• _STATED TASK_: Pick up the essay on the shift in American political debate under Trump right after its last paragraph and write what follows.

• _DOCUMENT EXCERPT_:
"""
At some point in the ascendency of Donald Trump, a great sea-change occurred in the terms of debate between the American left and right. It was a change so vast in its consequences and so sudden in its execution that many of us are still baffled by it. We continue to try to wage the old contest on familiar ground, even as the main struggle has shifted over onto entirely different terrain.
It used to be the case, we may recall, that the left and right wings of the U.S. political spectrum were both competing for the mantle of virtue. Both sides could be presumed to share a set of broad social values in common: patriotism, personal liberty, equality of opportunity, the basic elements of an open, free, and multicultural society. Whether they were the best possible values or not, they were ones that every American politician had to at least appear to espouse.
And if every politician was competing for the reputation of being the most virtuous promoter of the same set of shared social values, then it was clear the weapons that were available to them in the dispute: they could create a scandal about their opponents (thereby showing that they were less virtuous); or they could catch out their adversary in a "gaffe" (which usually meant getting them on the record in a moment when they idly blasphemed against one of the shared values).
Understood in this light, the 2012 Obama vs. Romney election appears the ideal type of the old-school American presidential contest. One of Romney's worst nights in the campaign, you will recall, came when he was asked a question about the lack of gender parity on his team, and he blustered through an explanation about how his advisors had gone through "binders full of women" looking for plausible candidates.
"""
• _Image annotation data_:
"""
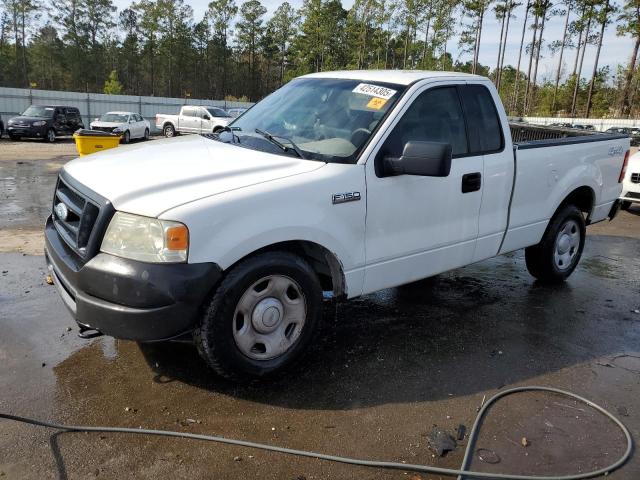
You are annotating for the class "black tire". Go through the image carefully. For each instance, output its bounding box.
[162,123,176,138]
[525,205,586,283]
[194,252,322,380]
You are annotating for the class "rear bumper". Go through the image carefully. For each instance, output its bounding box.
[45,219,222,342]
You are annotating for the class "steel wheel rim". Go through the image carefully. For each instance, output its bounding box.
[553,220,582,270]
[232,275,307,361]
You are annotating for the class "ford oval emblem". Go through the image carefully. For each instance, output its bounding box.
[53,203,69,222]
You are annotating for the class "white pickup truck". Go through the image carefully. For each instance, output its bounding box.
[45,71,629,378]
[156,105,233,138]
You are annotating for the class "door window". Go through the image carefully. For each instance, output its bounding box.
[381,87,469,166]
[460,85,504,155]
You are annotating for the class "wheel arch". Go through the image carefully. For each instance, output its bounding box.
[225,240,347,299]
[554,185,596,224]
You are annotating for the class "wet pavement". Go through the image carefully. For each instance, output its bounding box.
[0,138,640,480]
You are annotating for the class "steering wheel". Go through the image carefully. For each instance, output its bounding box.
[350,127,371,148]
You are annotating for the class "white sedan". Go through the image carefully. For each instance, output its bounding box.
[91,112,151,143]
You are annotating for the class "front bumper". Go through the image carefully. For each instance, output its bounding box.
[7,125,49,138]
[45,217,222,342]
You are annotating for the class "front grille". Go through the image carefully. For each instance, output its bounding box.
[91,127,117,133]
[52,178,100,257]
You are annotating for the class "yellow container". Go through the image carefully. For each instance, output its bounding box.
[73,130,120,157]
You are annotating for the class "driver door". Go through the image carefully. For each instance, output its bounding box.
[363,82,483,293]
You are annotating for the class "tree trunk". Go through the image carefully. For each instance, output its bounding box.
[585,0,609,118]
[493,0,507,88]
[509,1,531,113]
[620,35,640,115]
[551,3,571,112]
[529,5,547,114]
[523,13,539,115]
[571,7,593,118]
[496,1,513,93]
[473,5,485,73]
[571,8,585,77]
"""
• _RESULT OF THE TASK_:
Romney obviously misspoke embarrassingly on this occasion, and the point went to Obama by comparison. But what we perhaps did not appreciate sufficiently at the time was that—even in the course of flubbing this response—Romney was nonetheless paying homage to the shared values. He was acknowledging that presidential candidates have some obligation to try to ensure diversity and gender equality on their staff. We can therefore only regard such a "gaffe" in hindsight with nostalgic appreciation.
What happened with the launch of the Trump candidacy was something altogether different and unrecognizable to many of us, schooled as we were in the old virtue-contest. Here was someone who completely, brazenly, and defiantly failed every element of the virtue test. Every campaign speech he gave was one long "gaffe" by the standards of the old debate. Every gesture of his stubby fingers and every glint of his porcine eyes blasphemed against the presumed shared values.
This, above all else, was the reason we all kept thinking his campaign was imminently doomed. By every rule of the game as we had seen it played before, he had already lost. We had seen Romney doomed because of comments about "binders" and "takers" and "self-deportation," so how much more completely—we thought—must Trump fail when there was video footage of him talking about assaulting women, recorded speeches of him describing Mexican immigrants as "rapists," and public statements from his campaign staff calling for a "ban" on people on the basis of religion?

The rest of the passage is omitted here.